* ASSIGNED TASK 1
Echo the article about Thomas Molay word for word, everything from "[Article reprinted courtesy" down to "63 years ago.".
* ASSIGNED TASK 2
Proceed with the article about Thomas Molay, picking up right after its last sentence.

* READING PASSAGE
───
[Article reprinted courtesy of the Honolulu Star Bulletin]
Tuesday, December 7, 2004

On his last trip to Hawaii two years ago, Pearl Harbor survivor Thomas C. Molay visited the resting place of his ship -- USS Utah -- which lies rusted off Ford Island after being sunk by the Japanese 63 years ago.
Thomas Molay: Death at 80 brings a WWII veteran back to Pearl Harbor
"He remembered being on its third deck," his widow, Dottie Molay, said. "It was then he said he wanted to go back there when he died."
Yesterday, Molay rejoined his shipmates.
"Tom was really pleased with what the Navy had done with the memorial," his widow said. "That's where he wanted to go. So I made up my mind: If that's what he wanted, that's what I would do."
Like many sailors serving on ships of the Pacific Fleet on Sunday, Dec. 7, 1941, Molay, a photographer's mate, was sleeping in one of the berths of the USS Utah.
The Utah was moored on the west side of Ford Island. It had been commissioned as a battleship in 1911 but later it was turned into a target vessel. Its timber-reinforced decks may have given it the appearance of a carrier from the air.
As the crew on the Utah raised the American flag for morning colors, the first of two torpedoes struck the port side just before 8 a.m. Son John Molay, who lives in Waikiki, said his father told him later that after he felt the first explosion, "he went up on deck, and then the second torpedo hit the side of the ship.
"He had to jump off the ship and swim to shore. He was issued a rifle and ordered to start shooting at incoming aircraft."
Molay was 18 when he enlisted in August 1941. After surviving the Pearl Harbor attack, he served on the light cruiser USS Honolulu and with air squadrons at naval stations at Pensacola and Boca Chica in Florida. He lived in Borrego Springs, Calif., for 25 years and had a home maintenance business until 1985, when he retired.
He was the fifth Utah survivor whose ashes were placed in the third deck of the USS Utah.
His son said his father "felt a connection to Pearl Harbor. It was important to him. It was one of his last wishes, which I honored."
───
* INFORMATION SUPPLIED
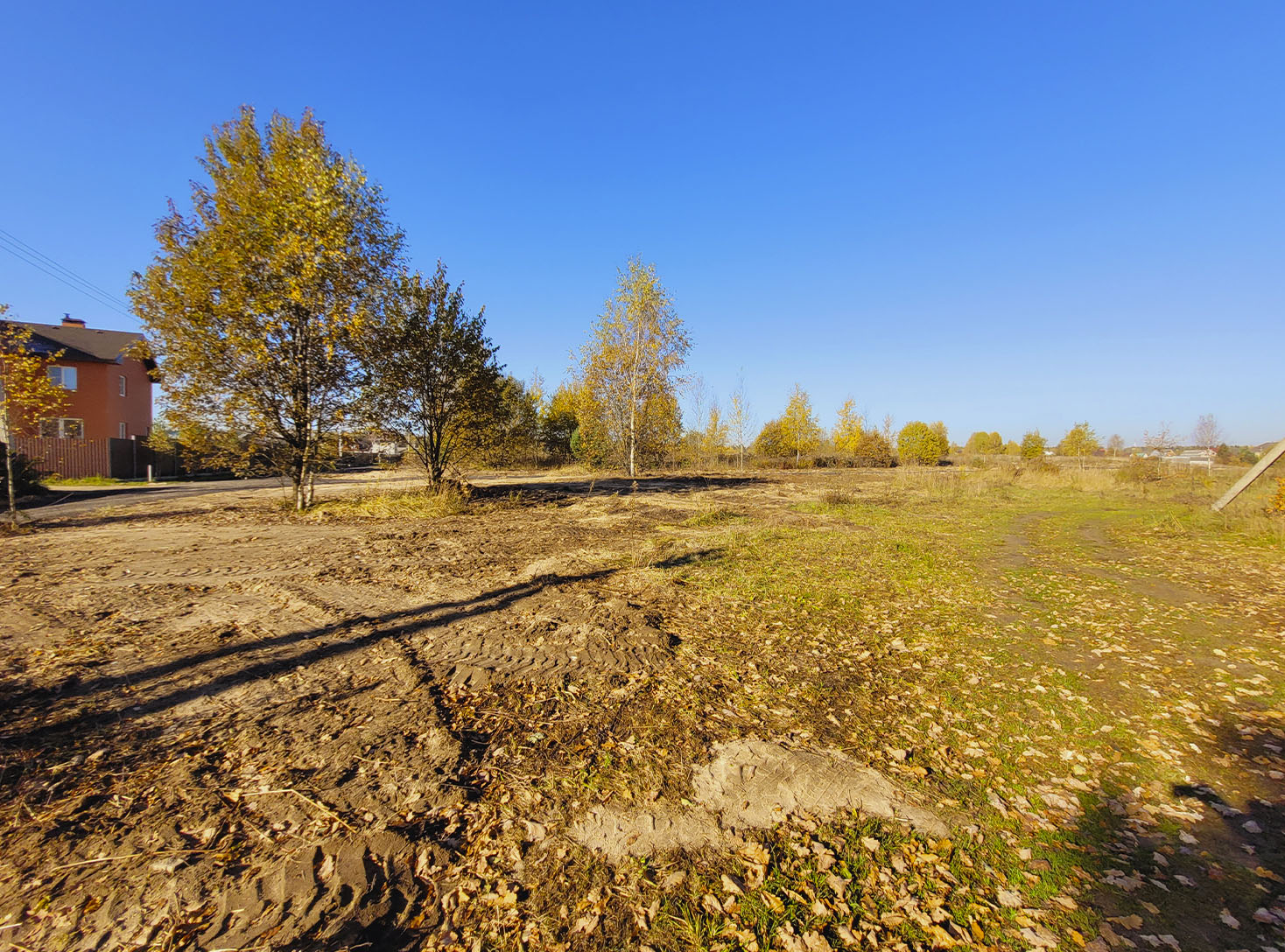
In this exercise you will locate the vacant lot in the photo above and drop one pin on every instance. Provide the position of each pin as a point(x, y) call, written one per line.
point(910, 710)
───
* RESPONSE 1
[Article reprinted courtesy of the Honolulu Star Bulletin]
Tuesday, December 7, 2004

On his last trip to Hawaii two years ago, Pearl Harbor survivor Thomas C. Molay visited the resting place of his ship -- USS Utah -- which lies rusted off Ford Island after being sunk by the Japanese 63 years ago.

* RESPONSE 2
Thomas Molay died Feb. 4 at age 80 in Southern California after an extended illness of heart disease, pneumonia and a collapsed lung.
Capt. Ron Cox, commander of Pearl Harbor Naval Station, said "men like Molay (were) there when the call came and then stepped forth" in "the most single influential event."
Cox said today that in Baghdad and at Bagram Air Field, Afghanistan, "a new generation has stepped forth."
The sun broke through yesterday's late afternoon cloud cover as Molay's small black urn was lowered to three waiting Navy divers.
A red diving buoy and flag marked the location of the Utah's third deck as a Molay was "piped aboard" the Utah for the final time. The divers slipped below the surface to place his ashes in the hull of the ship.
On the 70-foot white concrete Pier 7, sailors fired off a three-volley rifle salute.
Overhead, the American flag fluttered at half staff as it has every day since 1972, when the monument was dedicated.
The Utah, one of the first vessels hit by the Japanese, capsized, entombing 58 sailors and the ashes of infant Nancy Lynn Wagner, who died at birth. Her father -- Chief Yeoman Albert Wagner -- had planned to have her ashes scattered at sea when the Utah pulled out of Pearl Harbor. Only the bodies of four were recovered.
Thirty Utah officers and 431 sailors survived the attack.